• [Text shown]:

January 28, 2011 10:27 IST

Illegal betting is as big a threat to the integrity of sports as doping and could one day hit the Olympics, International Olympic Committee president Jacques Rogge said on Thursday.

Rogge, opening a symposium to discuss illegal betting in sport, announced that the IOC was calling a summit on March 1 with governments and sporting bodies to hammer out a joint approach to the problem.

"Illegal and irregular betting is a major threat for sport, probably at the same level as doping," he said.

"We will call upon the support of governments the same way we did in 1998 to create the World Anti Doping Agency.

"The sports world cannot solve the problem alone. We have to work with governments, with the lotteries, with bona fide betting companies and everyone concerned about having clean sport," he added.

Jacques RoggeAt the symposium, organised by the International Sports Journalists' Association (AIPS), Rogge said the IOC had been monitoring the problem for some time and had noted nothing to suggest it had affected the Olympics so far.

"But we should not be so naive to think it will not happen to the Olympics some time in the future, possible even in London (next year)".

• [Data supplied]:

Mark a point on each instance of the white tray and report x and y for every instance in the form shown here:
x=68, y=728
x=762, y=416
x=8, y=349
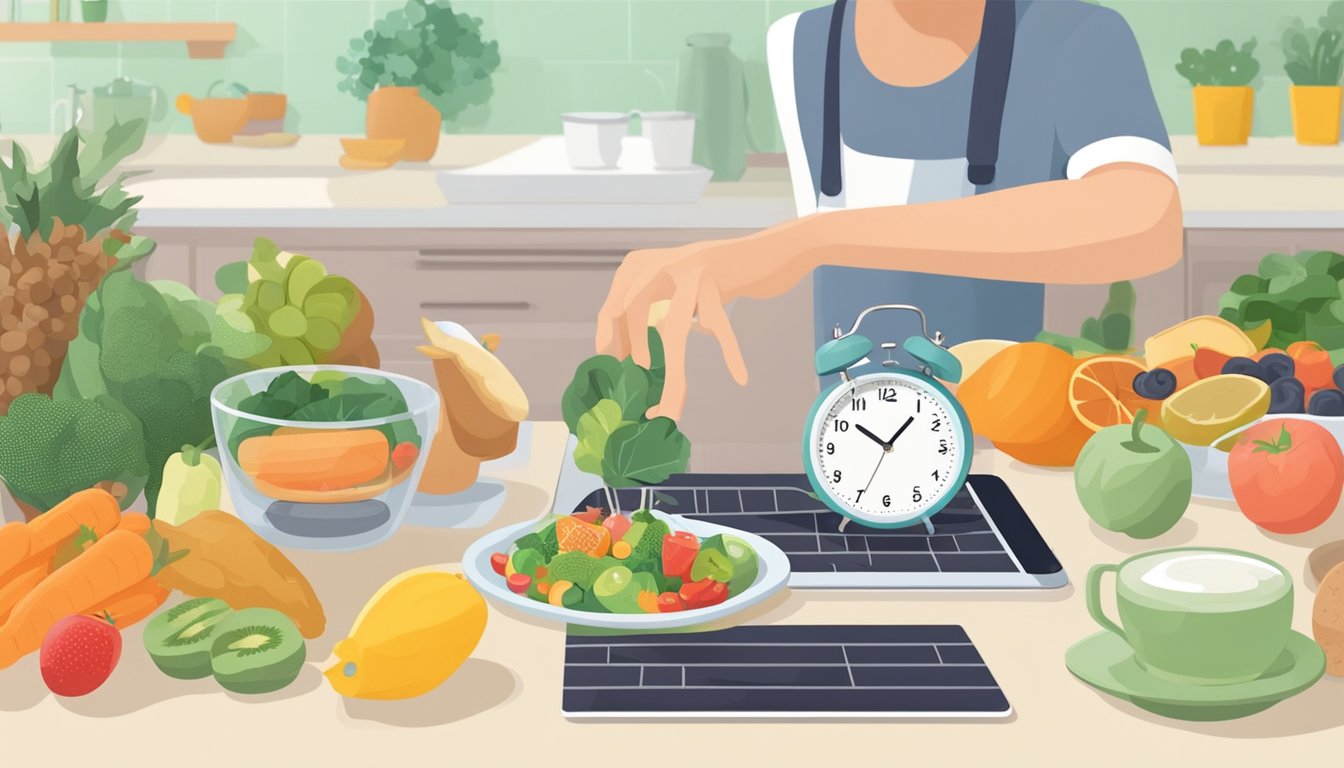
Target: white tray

• [Problem 1]: Swap "white tray" for "blue cup" everywhere in the listing above and write the listing out again with nothing else changed. Leave the picture out.
• [Problem 2]: Extend the article on illegal betting in sport with the paragraphs that would come after its last sentence.

• [Exercise response 1]:
Mark a point on each instance of the blue cup and report x and y for every instance in the form shown here:
x=68, y=728
x=762, y=416
x=8, y=349
Target: blue cup

• [Exercise response 2]:
Other speakers at the symposium said illegal betting was a multi-billion-dollar industry used by organised crime to launder money. The rise of live betting during matches and spread betting had enlarged the problem of corruption in sport well beyond the traditional headache of match-fixing.

Rogge said individual sports needed to put firm sanctions in place against offenders and praised soccer, cricket and tennis for taking early action but said some other sports were lagging behind.

UEFA director of communications Alexandre Fourtoy said the European soccer governing body monitored 29,000 matches across its 53 member nations over all divisions in 2009 and found illegal betting patterns in 0.7 per cent of them.

He said 100 million bets were being analysed on a daily basis.

But he said strange betting patterns did not prove match-fixing or corruption and it was still hard to get proof and sanction offenders.

Thomas Spoering of FIFA's Early Warning System monitoring body for global soccer said betting had changed over the past 15 years and live betting during games had risen from 0 percent to 60 per cent of the market.